** start Provided text **

Yeah--I’m willing to. I didn’t share the book with him a lot directly in terms of reading or anything like that. I think I had sort of described the situation of my making it and how that related to something like the movie A Star is Born coming out--I think me and him watched the Golden Globes together, actually. Which was a bit stressful, but fun. But just, these whole concepts of what we think about movies and celebrities, I get a lot from conversations with him. Like, we talk a lot about movies and people and celebrities and how they’re all related or not. These more subtle details, of what we think someone is or isn’t trying to do with their career. Or the ulterior motives of what someone’s performance in a movie actually is, in terms of their real life. It’s just something we chat about constantly, and like--it’s just this big well of knowledge that I developed by hanging out with him and talking to him. 

And he was also sort of present for our bizarre excursion to Las Vegas--my first bizarre excursion to Las Vegas, where we just sort of strolled around and observed people. And like, you know--we were able to share in all the humor and bizarre interest that that held. 

Yeah, that makes sense. Well, I’m trying to think [shifting subjects] …

 I did see Joker [following up on Connor’s suggestion], so I suppose that might be worth getting into a little bit.

[Connor laughing]: Okay, why not! 

The Universe of Batman

Yeah, so you saw it, and you were talking about… I feel like all there is, most of the meat is in the performance.

Yeah, I’d agree with that.

I was kind of impressed with how sort of shrewdly, and how kind of mercenary it was about signaling connections with contemporary politics but not actually having any sense of stakes to them. In this way that was perfectly legible, kind of subjectively legible to let any viewer congratulate themselves for their views.

I remember there was a scene where he’s on the bed or something. And the camera’s sort of panning over from the bed and there’s a newspaper on the floor? And a headline says, uh… “Kill the rich, question-mark?” 

[both laugh]

Yeah, and they have this whole Thomas Wayne thing, where he’s this kind of rich TV billionaire and there are literally protest signs that say “Resist?”

** end Provided text **
** start Given information **

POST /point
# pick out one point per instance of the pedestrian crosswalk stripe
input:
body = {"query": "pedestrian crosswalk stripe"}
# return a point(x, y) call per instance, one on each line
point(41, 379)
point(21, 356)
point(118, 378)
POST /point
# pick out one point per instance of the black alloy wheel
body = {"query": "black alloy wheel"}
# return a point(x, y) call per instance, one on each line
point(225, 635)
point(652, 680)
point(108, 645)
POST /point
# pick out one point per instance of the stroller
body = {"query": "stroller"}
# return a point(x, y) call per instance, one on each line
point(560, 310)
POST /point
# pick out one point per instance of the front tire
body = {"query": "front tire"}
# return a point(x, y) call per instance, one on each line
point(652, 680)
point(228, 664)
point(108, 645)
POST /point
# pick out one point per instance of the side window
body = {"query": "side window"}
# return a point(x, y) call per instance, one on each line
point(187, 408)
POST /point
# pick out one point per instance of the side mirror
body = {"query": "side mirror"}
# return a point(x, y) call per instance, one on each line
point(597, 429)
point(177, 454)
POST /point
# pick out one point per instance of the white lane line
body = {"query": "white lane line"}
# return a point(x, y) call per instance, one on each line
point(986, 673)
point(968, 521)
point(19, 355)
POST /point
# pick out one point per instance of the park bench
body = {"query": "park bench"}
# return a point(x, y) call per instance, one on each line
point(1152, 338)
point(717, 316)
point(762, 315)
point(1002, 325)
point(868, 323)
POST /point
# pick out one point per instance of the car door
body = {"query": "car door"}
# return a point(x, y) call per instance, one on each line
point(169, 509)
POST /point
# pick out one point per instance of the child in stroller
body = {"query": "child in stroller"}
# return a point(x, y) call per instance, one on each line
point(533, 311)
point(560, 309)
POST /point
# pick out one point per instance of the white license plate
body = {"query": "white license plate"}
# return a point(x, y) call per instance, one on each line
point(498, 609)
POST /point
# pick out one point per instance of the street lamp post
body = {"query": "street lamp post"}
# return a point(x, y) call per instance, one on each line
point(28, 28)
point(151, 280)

** end Given information **

▸ **Set problem 1**
List every bracketed note in the conversation, giving only the words inside the brackets.
▸ **Set problem 2**
Please pick out each line of the entries that holds the string "query".
The conversation and the entries have no connection to each other.

▸ **Worked answer 1**
shifting subjects
following up on Connor’s suggestion
Connor laughing
both laugh

▸ **Worked answer 2**
body = {"query": "pedestrian crosswalk stripe"}
body = {"query": "black alloy wheel"}
body = {"query": "stroller"}
body = {"query": "front tire"}
body = {"query": "side window"}
body = {"query": "side mirror"}
body = {"query": "white lane line"}
body = {"query": "park bench"}
body = {"query": "car door"}
body = {"query": "child in stroller"}
body = {"query": "white license plate"}
body = {"query": "street lamp post"}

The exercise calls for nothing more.